Every entry, start to finish, should be printed verbatim without pictures.

((

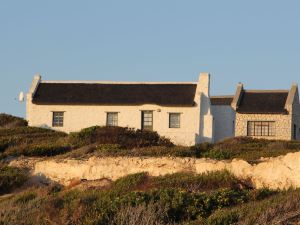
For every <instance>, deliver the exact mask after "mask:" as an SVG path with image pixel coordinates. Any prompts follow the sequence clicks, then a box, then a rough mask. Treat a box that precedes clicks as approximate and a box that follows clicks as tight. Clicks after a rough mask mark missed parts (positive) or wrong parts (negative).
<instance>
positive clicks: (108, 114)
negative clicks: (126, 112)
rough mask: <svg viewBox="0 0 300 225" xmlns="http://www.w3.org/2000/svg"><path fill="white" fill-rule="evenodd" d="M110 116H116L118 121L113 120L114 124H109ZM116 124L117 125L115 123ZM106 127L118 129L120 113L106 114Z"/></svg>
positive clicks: (110, 113)
mask: <svg viewBox="0 0 300 225" xmlns="http://www.w3.org/2000/svg"><path fill="white" fill-rule="evenodd" d="M109 115H116V118H117V119H116V120H114V118H113V119H112V124H109V123H108V122H109ZM115 122H116V123H115ZM106 126H108V127H117V126H119V113H118V112H106Z"/></svg>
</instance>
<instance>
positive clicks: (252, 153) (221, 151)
mask: <svg viewBox="0 0 300 225" xmlns="http://www.w3.org/2000/svg"><path fill="white" fill-rule="evenodd" d="M296 151H300V142H299V141H275V140H265V139H253V138H249V137H236V138H230V139H227V140H224V141H222V142H219V143H216V144H209V143H201V144H198V145H196V146H192V147H183V146H175V145H174V144H173V143H172V142H171V141H170V140H169V139H167V138H164V137H161V136H159V135H158V134H157V133H156V132H151V131H142V130H135V129H130V128H122V127H99V126H94V127H90V128H86V129H83V130H81V131H79V132H74V133H71V134H70V135H68V134H66V133H63V132H57V131H53V130H49V129H43V128H35V127H28V126H27V122H26V121H25V120H24V119H21V118H17V117H13V116H9V115H6V114H0V159H1V158H6V157H9V156H20V155H24V156H55V155H64V156H63V157H73V158H86V157H90V156H99V157H104V156H137V157H140V156H148V157H161V156H172V157H197V158H201V157H206V158H212V159H218V160H223V159H225V160H226V159H233V158H240V159H244V160H246V161H249V162H256V161H257V160H259V159H260V158H261V157H276V156H279V155H284V154H287V153H289V152H296Z"/></svg>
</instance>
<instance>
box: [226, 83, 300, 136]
mask: <svg viewBox="0 0 300 225" xmlns="http://www.w3.org/2000/svg"><path fill="white" fill-rule="evenodd" d="M231 107H232V108H233V110H234V111H235V112H236V113H235V136H249V137H254V138H265V139H277V140H299V139H300V134H299V133H300V105H299V93H298V86H297V85H296V84H294V85H292V87H291V89H290V90H245V89H244V87H243V84H241V83H240V84H238V86H237V89H236V93H235V95H234V97H233V100H232V102H231Z"/></svg>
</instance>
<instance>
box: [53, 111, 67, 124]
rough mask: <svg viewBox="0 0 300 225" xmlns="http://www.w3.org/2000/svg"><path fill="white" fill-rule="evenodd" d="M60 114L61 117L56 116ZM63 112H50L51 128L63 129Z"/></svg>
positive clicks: (56, 111)
mask: <svg viewBox="0 0 300 225" xmlns="http://www.w3.org/2000/svg"><path fill="white" fill-rule="evenodd" d="M58 114H61V115H58ZM64 117H65V112H63V111H53V112H52V127H63V126H64Z"/></svg>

))

• **Result**:
For every <instance>, deliver the exact mask after "mask:" as an SVG path with image pixel coordinates. Any prompts follow the sequence clicks, then a box, then a rough mask. Treat a box that precedes clicks as approximate and a box that follows clicks as tight. Clicks after a rough mask mark missed parts (positive) or wrong parts (negative).
<instance>
positive clicks: (108, 114)
negative clicks: (126, 112)
rough mask: <svg viewBox="0 0 300 225" xmlns="http://www.w3.org/2000/svg"><path fill="white" fill-rule="evenodd" d="M110 116H116L118 121L113 120L114 124H109ZM116 124L117 125L115 123ZM106 127L118 129L120 113L106 114Z"/></svg>
positive clicks: (110, 113)
mask: <svg viewBox="0 0 300 225" xmlns="http://www.w3.org/2000/svg"><path fill="white" fill-rule="evenodd" d="M109 115H116V118H117V119H116V120H114V118H113V119H112V124H109V123H108V122H109ZM115 122H116V123H115ZM106 126H108V127H117V126H119V113H118V112H106Z"/></svg>
</instance>
<instance>
positive clicks: (252, 153) (221, 151)
mask: <svg viewBox="0 0 300 225" xmlns="http://www.w3.org/2000/svg"><path fill="white" fill-rule="evenodd" d="M296 151H300V142H299V141H275V140H265V139H253V138H249V137H236V138H230V139H227V140H224V141H222V142H219V143H216V144H209V143H201V144H198V145H196V146H192V147H183V146H175V145H174V144H173V143H172V142H171V141H170V140H169V139H167V138H164V137H161V136H159V135H158V134H157V133H156V132H151V131H142V130H135V129H130V128H122V127H99V126H94V127H90V128H86V129H83V130H81V131H79V132H74V133H71V134H70V135H68V134H66V133H63V132H57V131H53V130H49V129H43V128H35V127H28V126H27V122H26V121H25V120H24V119H21V118H17V117H13V116H9V115H6V114H0V159H1V158H6V157H9V156H20V155H24V156H55V155H64V156H63V157H73V158H86V157H90V156H99V157H104V156H137V157H140V156H148V157H161V156H172V157H197V158H201V157H206V158H212V159H218V160H223V159H225V160H226V159H233V158H240V159H244V160H246V161H249V162H256V161H257V160H259V159H260V158H261V157H276V156H279V155H284V154H287V153H289V152H296Z"/></svg>
</instance>
<instance>
box: [226, 83, 300, 136]
mask: <svg viewBox="0 0 300 225" xmlns="http://www.w3.org/2000/svg"><path fill="white" fill-rule="evenodd" d="M231 107H232V108H233V110H234V111H235V112H236V113H235V136H249V137H254V138H265V139H277V140H299V139H300V134H299V133H300V105H299V93H298V86H297V85H296V84H294V85H292V87H291V89H290V90H245V89H244V87H243V84H241V83H240V84H238V86H237V89H236V93H235V95H234V97H233V100H232V102H231Z"/></svg>
</instance>
<instance>
box: [53, 111, 67, 124]
rough mask: <svg viewBox="0 0 300 225" xmlns="http://www.w3.org/2000/svg"><path fill="white" fill-rule="evenodd" d="M60 114L61 117L56 116ZM63 112H50L51 128L63 129Z"/></svg>
positive clicks: (56, 111)
mask: <svg viewBox="0 0 300 225" xmlns="http://www.w3.org/2000/svg"><path fill="white" fill-rule="evenodd" d="M58 114H61V115H58ZM64 117H65V112H63V111H53V112H52V127H63V126H64Z"/></svg>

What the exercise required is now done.